▶ **Data to process**:
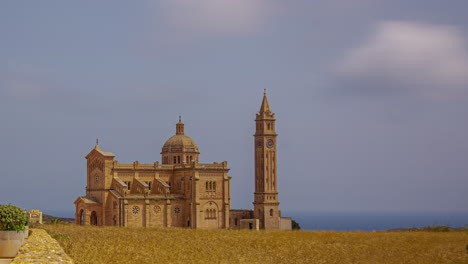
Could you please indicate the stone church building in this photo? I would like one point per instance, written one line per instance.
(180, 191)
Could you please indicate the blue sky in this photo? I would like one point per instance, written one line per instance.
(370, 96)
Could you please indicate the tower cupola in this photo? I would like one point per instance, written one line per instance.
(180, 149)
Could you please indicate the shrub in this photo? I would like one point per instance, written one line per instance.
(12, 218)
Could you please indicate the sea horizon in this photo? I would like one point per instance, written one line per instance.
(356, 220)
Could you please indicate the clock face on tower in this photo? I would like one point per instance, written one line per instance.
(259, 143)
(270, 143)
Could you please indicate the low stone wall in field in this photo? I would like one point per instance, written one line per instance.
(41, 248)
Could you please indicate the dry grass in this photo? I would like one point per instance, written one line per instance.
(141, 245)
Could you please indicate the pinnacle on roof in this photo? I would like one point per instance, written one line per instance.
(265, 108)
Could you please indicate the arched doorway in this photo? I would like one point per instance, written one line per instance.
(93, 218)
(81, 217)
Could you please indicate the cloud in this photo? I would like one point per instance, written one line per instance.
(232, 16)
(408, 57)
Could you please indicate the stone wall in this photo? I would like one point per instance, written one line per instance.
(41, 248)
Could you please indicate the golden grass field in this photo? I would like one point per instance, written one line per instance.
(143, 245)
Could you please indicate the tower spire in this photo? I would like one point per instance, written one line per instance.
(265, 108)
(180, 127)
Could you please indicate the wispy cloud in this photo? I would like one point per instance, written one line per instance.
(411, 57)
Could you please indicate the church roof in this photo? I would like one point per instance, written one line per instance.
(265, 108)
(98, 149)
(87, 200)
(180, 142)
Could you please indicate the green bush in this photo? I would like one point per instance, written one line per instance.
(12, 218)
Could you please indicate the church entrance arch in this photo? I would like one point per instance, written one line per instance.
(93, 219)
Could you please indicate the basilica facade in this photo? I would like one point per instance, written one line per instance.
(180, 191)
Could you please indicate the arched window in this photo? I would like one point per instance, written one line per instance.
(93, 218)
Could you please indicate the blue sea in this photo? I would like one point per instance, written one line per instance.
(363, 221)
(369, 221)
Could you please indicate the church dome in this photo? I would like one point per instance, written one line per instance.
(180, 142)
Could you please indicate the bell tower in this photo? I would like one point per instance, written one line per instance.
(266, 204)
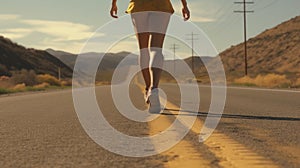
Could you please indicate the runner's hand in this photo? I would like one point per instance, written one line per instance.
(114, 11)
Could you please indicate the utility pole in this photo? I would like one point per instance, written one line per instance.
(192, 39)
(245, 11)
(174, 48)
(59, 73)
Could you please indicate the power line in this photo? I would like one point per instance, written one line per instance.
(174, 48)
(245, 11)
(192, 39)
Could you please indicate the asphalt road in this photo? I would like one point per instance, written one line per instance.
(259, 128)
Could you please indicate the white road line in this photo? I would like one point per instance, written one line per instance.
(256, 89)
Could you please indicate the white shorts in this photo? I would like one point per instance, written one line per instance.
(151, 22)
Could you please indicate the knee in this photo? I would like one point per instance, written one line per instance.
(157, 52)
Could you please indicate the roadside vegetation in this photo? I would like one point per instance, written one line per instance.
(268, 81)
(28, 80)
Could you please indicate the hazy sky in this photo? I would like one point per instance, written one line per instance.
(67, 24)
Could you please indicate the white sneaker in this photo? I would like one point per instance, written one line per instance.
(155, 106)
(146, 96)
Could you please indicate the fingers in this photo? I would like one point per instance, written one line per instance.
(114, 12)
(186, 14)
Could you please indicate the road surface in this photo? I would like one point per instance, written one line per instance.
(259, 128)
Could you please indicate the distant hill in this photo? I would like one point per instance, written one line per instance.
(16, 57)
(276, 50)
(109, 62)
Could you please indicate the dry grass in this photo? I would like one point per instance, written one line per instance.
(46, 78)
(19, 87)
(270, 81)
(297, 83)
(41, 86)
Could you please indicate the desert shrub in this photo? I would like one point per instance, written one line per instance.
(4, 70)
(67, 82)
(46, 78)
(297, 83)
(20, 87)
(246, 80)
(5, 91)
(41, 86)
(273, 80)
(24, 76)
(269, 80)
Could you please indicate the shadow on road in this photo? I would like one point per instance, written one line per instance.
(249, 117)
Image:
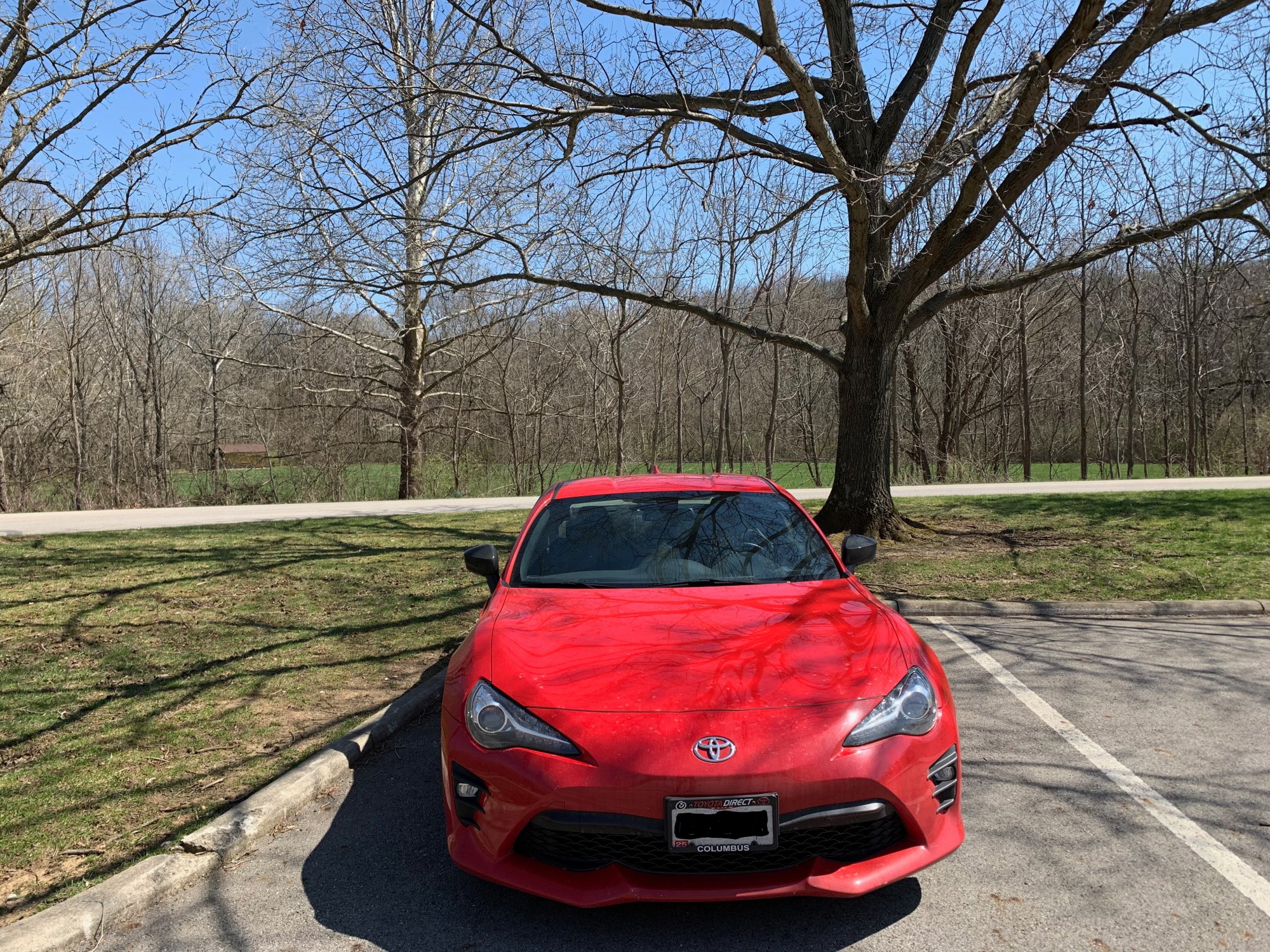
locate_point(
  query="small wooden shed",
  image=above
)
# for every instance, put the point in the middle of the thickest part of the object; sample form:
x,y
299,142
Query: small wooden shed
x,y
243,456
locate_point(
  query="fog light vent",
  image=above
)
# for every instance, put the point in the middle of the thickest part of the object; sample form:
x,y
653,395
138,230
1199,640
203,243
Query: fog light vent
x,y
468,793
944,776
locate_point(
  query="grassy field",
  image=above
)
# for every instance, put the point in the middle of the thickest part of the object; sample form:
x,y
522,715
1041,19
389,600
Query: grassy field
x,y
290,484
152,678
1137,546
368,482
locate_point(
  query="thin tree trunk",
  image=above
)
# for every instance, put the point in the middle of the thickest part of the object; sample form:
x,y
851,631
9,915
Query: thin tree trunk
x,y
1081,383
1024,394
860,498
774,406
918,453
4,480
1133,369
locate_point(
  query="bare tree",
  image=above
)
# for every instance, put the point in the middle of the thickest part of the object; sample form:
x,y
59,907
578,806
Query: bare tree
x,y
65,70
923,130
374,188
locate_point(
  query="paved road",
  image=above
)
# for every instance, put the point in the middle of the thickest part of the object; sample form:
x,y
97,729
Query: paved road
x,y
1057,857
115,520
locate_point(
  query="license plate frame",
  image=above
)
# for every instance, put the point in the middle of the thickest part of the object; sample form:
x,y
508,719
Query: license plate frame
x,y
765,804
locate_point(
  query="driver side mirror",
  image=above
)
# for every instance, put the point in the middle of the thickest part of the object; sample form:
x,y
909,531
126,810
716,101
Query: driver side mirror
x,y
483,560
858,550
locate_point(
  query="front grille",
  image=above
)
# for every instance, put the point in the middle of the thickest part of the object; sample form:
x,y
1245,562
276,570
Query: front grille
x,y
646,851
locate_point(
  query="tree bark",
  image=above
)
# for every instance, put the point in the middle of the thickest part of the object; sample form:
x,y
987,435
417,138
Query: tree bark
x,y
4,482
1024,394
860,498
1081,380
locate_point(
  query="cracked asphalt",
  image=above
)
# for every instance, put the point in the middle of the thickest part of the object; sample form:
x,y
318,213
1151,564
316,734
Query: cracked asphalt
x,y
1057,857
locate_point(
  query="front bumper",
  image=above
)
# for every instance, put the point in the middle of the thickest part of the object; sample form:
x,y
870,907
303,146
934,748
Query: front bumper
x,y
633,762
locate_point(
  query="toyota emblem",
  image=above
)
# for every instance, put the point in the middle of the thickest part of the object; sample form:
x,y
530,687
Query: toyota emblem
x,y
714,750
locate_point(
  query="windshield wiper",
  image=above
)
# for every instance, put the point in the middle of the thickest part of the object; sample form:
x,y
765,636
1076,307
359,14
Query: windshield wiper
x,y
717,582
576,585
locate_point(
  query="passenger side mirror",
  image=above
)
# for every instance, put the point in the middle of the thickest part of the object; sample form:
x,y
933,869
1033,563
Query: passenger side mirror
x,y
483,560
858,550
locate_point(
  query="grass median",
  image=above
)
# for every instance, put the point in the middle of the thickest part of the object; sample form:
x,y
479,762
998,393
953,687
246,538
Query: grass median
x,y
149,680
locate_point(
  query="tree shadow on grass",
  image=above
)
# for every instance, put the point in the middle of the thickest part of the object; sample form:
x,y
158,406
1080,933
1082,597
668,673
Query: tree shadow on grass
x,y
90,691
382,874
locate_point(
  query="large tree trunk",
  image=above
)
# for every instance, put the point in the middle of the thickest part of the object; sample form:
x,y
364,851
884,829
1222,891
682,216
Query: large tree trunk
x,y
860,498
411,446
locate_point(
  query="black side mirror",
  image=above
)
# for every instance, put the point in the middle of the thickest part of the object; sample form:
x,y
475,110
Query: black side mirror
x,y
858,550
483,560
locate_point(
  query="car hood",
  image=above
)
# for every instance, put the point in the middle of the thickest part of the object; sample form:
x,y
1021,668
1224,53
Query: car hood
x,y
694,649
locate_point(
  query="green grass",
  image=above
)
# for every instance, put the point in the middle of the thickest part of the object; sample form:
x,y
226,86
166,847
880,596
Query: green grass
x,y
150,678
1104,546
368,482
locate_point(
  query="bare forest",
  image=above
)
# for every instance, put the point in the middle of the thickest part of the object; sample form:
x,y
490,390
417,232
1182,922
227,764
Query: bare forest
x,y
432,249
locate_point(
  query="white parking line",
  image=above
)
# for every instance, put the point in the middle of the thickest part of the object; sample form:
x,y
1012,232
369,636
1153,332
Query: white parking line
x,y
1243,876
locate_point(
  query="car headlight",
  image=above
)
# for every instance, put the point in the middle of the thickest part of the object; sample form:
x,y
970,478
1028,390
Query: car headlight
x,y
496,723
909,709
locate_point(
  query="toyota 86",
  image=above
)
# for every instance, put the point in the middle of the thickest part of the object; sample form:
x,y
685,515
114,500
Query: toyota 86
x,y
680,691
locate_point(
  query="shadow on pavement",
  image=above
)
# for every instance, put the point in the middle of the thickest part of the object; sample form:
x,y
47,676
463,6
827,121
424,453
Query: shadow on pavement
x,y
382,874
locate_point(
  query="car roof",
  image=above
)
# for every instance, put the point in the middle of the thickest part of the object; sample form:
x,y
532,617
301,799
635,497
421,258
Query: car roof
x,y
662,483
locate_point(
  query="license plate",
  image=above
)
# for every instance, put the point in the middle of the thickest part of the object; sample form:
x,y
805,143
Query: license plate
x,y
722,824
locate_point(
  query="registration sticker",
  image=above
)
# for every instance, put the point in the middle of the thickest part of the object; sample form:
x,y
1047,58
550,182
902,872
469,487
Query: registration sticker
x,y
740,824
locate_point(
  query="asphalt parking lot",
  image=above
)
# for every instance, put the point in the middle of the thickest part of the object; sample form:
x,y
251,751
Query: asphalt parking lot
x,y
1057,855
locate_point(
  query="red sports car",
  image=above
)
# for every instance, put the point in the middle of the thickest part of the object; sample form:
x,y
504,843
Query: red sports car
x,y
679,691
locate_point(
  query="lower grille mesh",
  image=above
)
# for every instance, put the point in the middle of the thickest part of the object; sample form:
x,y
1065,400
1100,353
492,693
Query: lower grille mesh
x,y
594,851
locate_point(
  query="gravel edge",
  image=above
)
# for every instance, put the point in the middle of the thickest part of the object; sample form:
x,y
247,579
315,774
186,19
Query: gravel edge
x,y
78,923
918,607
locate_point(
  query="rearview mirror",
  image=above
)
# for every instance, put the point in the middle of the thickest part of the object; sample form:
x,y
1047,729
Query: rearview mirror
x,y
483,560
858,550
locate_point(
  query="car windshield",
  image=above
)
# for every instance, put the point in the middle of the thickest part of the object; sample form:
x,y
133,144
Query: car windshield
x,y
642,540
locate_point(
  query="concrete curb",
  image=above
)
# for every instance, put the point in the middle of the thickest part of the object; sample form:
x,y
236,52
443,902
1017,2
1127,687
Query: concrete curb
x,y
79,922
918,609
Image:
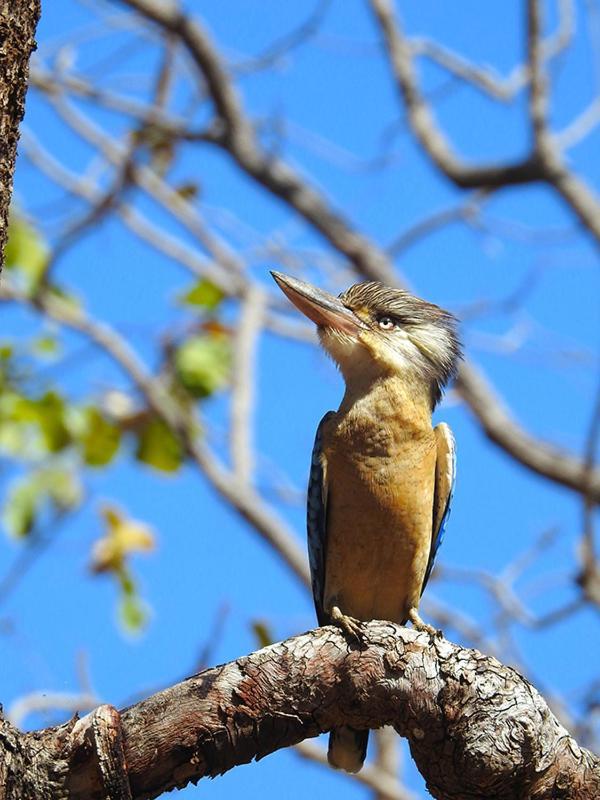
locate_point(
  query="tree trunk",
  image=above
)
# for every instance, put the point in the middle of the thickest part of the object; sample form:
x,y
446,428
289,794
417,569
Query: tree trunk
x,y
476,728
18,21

▶ **Work to do**: Identify every line in the listing above that holds the word "frame" and copy each such line.

▶ **Finished task**:
  query="license plate frame",
Query: license plate frame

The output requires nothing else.